### WHAT IS BEING ASKED
All of the records below need to be written out exactly, but without the pictures.

─── DATA SHOWN ───

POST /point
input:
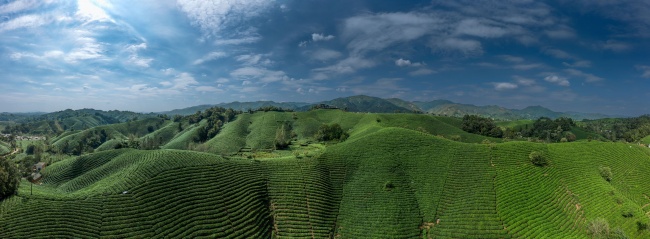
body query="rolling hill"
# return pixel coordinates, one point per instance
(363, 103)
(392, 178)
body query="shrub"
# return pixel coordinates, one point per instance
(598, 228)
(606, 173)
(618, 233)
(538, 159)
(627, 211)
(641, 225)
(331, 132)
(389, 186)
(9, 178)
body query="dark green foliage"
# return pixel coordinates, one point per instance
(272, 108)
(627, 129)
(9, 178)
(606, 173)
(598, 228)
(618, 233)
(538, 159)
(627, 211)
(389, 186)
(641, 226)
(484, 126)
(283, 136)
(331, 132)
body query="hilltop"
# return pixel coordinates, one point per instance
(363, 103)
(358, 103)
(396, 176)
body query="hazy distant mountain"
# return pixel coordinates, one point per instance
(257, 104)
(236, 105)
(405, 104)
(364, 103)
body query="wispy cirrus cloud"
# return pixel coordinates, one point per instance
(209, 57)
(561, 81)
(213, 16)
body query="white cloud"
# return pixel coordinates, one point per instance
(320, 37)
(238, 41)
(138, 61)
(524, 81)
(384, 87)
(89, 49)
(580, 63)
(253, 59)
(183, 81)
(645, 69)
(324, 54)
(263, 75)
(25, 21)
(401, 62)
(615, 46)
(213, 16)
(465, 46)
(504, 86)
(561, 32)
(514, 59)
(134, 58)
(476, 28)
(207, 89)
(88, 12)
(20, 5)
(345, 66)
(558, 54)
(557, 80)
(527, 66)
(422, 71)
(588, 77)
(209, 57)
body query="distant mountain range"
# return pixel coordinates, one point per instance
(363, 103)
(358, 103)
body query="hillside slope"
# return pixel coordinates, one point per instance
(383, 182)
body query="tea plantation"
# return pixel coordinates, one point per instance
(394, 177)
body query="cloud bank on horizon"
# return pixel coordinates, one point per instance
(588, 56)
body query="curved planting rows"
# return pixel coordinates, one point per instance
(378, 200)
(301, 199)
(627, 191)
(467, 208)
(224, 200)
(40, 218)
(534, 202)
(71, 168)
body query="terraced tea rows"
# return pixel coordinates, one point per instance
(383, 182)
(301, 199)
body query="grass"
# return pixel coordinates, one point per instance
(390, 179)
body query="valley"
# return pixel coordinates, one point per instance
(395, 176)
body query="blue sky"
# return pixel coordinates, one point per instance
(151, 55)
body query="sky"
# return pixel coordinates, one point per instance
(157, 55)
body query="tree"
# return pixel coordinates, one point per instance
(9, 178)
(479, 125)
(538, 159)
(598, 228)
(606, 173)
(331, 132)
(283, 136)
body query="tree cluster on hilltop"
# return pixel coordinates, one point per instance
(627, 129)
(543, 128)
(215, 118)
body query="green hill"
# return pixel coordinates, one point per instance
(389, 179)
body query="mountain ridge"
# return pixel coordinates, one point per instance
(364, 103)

───

### RESULT
POST /point
input:
body query="rolling hill"
# return pixel coordinates, one point per instance
(363, 103)
(392, 178)
body query="shrub"
# return pixel coordinates, one point per instance
(598, 228)
(606, 173)
(618, 233)
(538, 159)
(627, 211)
(641, 225)
(331, 132)
(389, 186)
(9, 178)
body query="dark green foliage"
# return pixel coordinates, one point per instance
(272, 108)
(627, 129)
(9, 178)
(606, 173)
(598, 228)
(618, 233)
(538, 159)
(627, 211)
(389, 186)
(641, 226)
(484, 126)
(283, 136)
(331, 132)
body query="hilltop"
# return pixel coordinates, one point per instance
(363, 103)
(358, 103)
(396, 176)
body query="hazy distant mountain"
# return pixel coordinates, one point per instance
(257, 104)
(236, 105)
(405, 104)
(364, 103)
body query="wispy cirrus cloud"
# return pixel coordinates, one point per instance
(209, 57)
(561, 81)
(213, 16)
body query="white cloud"
# return pixel coordinates, one point per instance
(320, 37)
(238, 41)
(138, 61)
(524, 81)
(384, 87)
(89, 49)
(580, 63)
(253, 59)
(183, 81)
(645, 69)
(324, 54)
(263, 75)
(25, 21)
(401, 62)
(615, 46)
(213, 16)
(465, 46)
(504, 86)
(561, 32)
(514, 59)
(134, 58)
(476, 28)
(207, 89)
(88, 12)
(20, 5)
(345, 66)
(558, 54)
(557, 80)
(527, 66)
(422, 71)
(588, 77)
(209, 57)
body query="distant mountain range"
# return pixel coordinates, one point per instance
(363, 103)
(358, 103)
body query="hillside slope"
# return pixel coordinates, one point per instance
(383, 182)
body query="tea plantation"
# return pixel coordinates, one point per instance
(394, 177)
body query="cloud bank on horizon"
# return pixel coordinates, one point per instance
(588, 56)
body query="curved planting rows"
# return pixel coordinates, one point per instance
(378, 200)
(301, 199)
(627, 191)
(467, 208)
(224, 200)
(40, 218)
(534, 202)
(71, 168)
body query="terraced tea rows"
# return pixel coordinates, one point per instance
(383, 182)
(301, 199)
body query="grass"
# return pixel coordinates, one point per instance
(390, 179)
body query="valley"
# return pixel coordinates, one point per instance
(395, 176)
body query="blue sky"
# return pixel coordinates, one point per instance
(151, 55)
body query="sky"
# return pixel coordinates, one point per instance
(157, 55)
body query="tree"
# return pixel coordinates, one point per instance
(9, 178)
(479, 125)
(538, 159)
(598, 228)
(606, 173)
(331, 132)
(283, 136)
body query="tree cluster on hilltop"
# return pixel coordinates, one point per instance
(627, 129)
(543, 128)
(215, 118)
body query="green hill"
# return pixel coordinates, one point per instance
(389, 179)
body query="mountain ridge"
# return pixel coordinates, one point per instance
(364, 103)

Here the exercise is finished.